====== Extracted text

Critics claim typewriters didn't have that ability in the 1970s. But some models did, Rather reported. In fact, other Bush military records already released by the White House itself show the same superscript -- including one from as far back as 1968.

Some analysts outside CBS News say they believe the typeface on these memos is New Times Roman, which they claim was not available in the 1970s.

But the owner of the company that distributes this typing style told CBS News that it has been available since 1931.

There's a great deal more available on the Web that utterly demolishes the "forged documents" theories. Of course, I haven't heard any of CBS' accusers rush to interview the people posting this material, but perhaps we should just wait until hell freezes over.

In the meantime, do be sure to check out Hunter's excellent compilation of information at Daily Kos. Also, check out (via Atrios) the debunking in PC Magazine of the notion that the ability to recreate a Selectric document with Word is anything exceptional, since Word was specifically designed to mimic a typewriter.

One of the problems with the critics' claims that really leaps out at anyone familiar with document authentication is the fact that every single one of the "experts" they cite has only been able to work from computer-generated copies of the documents available on the Web. That these "experts" are willing to make these condemnatory pronouncements of "forgery" without examining the original documents from which CBS worked is just a stunning piece of unprofessional behavior, and strongly suggestive of a partisan motivation. As Lambert at Corrente points out, these "experts" are clearly stepping beyond the ethical code governing their profession.

Moreover, there really shouldn't even be any reason to doubt the existence of certain of the CBS documents in question, especially the document showing the orders for Bush's suspension dated Aug. 1. This document almost certainly should exist, since previously released documents (referrring, in fact, to "verbal orders of the Comdr on 1 Aug 72") demonstrate with utter clarity that Bush was suspended from flying early August, including paperwork generated by the suspension.

Another of the documents shows that Killian issued a direct order to Bush to obtain his physical. Again, the existence of this document shouldn't be controversial, since obtaining such an exam is in fact a standing direct order for all Guardsmen anyway, and Killian was obligated to issue a direct order of this sort when Bush failed to do so.

Bush's handlers (especially spokesman Dan Bartlett) have had several different stories regarding why Bush skipped the physical, including the claim that Bush didn't go because his personal physician was unavailable. When this was definitively debunked (Air Force regs require the exams be administered by an Air Force flight physician) they shifted to their current position, the claim that Bush didn't show up because "he knew he wasn't going to be flying." But as I long ago pointed out, Bartlett's story doesn't add up: Even if Bush had permission to transfer, he decidedly did not have permission to ignore a direct standing order by skipping his physical, which in military-pilot culture is nearly a sacred annual rite. Moreover, Guardsmen simply don't have the option of deciding unilaterally to terminate their sworn obligation, particularly not such valuable assets as expensively trained pilots; had Bush actively sought to do so, he'd have been required to seek waivers and file for a reassignment of duties, no record of which is indicated anywhere in any of his records.

============

» **Problem 1**: According to the excerpt on the CBS memos, since what year has the typing style been available, per the owner of the company that distributes it?
» **Problem 2**: Duplicate the passage of the excerpt on the CBS memos starting at "Some analysts outside" and ending at "available since 1931.".

====== Recorded data

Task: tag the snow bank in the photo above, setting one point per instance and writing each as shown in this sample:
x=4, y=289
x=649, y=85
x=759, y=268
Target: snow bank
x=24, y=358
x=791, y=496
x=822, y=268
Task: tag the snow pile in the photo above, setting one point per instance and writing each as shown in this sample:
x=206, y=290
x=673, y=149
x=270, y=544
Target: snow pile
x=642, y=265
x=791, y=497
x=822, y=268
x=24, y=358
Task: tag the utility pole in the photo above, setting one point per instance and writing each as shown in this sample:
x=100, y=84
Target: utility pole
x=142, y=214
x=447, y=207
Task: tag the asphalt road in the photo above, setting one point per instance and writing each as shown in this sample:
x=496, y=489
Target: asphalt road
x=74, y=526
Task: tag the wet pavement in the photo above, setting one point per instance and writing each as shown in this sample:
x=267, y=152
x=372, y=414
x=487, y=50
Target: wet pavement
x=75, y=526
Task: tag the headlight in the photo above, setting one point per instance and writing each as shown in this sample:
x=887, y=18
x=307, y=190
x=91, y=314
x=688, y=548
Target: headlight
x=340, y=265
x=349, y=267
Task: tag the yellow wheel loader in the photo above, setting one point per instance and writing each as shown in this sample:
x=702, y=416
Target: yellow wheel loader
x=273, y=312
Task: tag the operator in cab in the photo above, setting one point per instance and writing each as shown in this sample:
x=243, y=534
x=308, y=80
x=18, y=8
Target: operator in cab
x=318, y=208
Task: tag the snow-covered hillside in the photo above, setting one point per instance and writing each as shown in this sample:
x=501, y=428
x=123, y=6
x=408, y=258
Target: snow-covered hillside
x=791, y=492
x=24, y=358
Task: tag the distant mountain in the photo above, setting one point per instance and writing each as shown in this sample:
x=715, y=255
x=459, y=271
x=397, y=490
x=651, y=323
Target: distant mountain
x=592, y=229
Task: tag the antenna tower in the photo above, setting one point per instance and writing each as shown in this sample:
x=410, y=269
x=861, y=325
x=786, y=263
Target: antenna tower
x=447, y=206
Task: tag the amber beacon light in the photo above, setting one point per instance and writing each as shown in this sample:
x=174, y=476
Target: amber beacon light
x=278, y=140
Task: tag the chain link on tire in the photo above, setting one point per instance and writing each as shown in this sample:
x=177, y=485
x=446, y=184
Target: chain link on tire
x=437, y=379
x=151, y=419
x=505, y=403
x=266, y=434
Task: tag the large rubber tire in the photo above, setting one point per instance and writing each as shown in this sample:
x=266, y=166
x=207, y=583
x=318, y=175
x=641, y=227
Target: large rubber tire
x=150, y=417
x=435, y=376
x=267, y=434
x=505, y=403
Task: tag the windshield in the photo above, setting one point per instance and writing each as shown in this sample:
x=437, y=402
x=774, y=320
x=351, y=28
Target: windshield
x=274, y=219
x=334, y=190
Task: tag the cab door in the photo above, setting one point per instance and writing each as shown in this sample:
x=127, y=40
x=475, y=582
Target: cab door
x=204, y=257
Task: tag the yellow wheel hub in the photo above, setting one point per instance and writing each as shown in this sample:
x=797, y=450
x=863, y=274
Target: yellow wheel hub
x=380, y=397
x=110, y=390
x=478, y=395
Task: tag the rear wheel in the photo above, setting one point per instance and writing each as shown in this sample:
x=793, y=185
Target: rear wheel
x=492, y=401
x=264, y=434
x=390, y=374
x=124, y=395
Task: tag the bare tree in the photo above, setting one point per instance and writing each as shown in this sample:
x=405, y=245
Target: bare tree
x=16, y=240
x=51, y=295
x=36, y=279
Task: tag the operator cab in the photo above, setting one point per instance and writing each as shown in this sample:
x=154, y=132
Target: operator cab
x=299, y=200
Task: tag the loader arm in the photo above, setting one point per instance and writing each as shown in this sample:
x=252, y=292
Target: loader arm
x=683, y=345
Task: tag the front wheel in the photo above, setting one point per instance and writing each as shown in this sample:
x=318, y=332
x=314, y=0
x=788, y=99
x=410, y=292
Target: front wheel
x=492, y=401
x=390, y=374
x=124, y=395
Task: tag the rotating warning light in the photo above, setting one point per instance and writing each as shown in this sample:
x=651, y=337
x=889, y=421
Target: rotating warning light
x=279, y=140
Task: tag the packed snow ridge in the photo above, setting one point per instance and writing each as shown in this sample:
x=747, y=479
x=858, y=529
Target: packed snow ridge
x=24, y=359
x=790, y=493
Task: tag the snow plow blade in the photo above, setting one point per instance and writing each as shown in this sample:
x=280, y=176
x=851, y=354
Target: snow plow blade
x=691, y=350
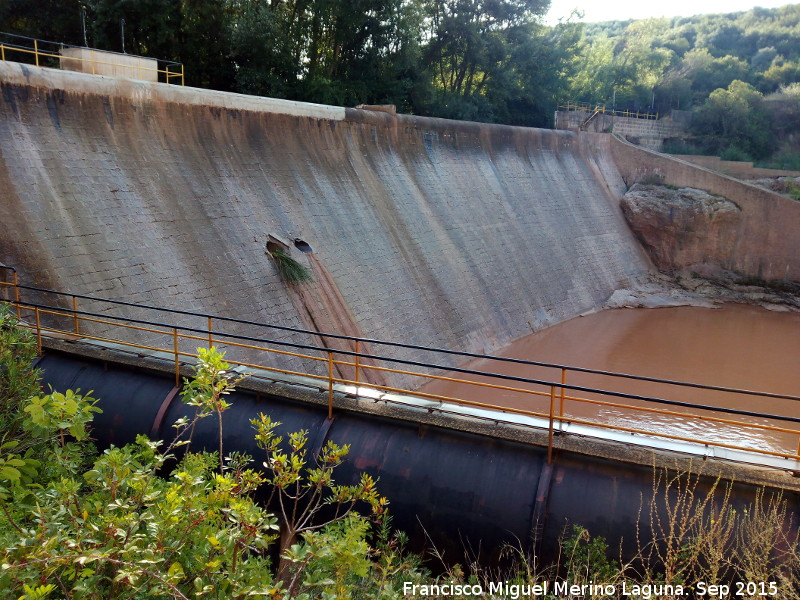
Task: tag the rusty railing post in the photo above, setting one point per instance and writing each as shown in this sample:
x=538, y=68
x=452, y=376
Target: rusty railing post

============

» **Correct response 1**: Since 1931.

» **Correct response 2**:
Some analysts outside CBS News say they believe the typeface on these memos is New Times Roman, which they claim was not available in the 1970s.

But the owner of the company that distributes this typing style told CBS News that it has been available since 1931.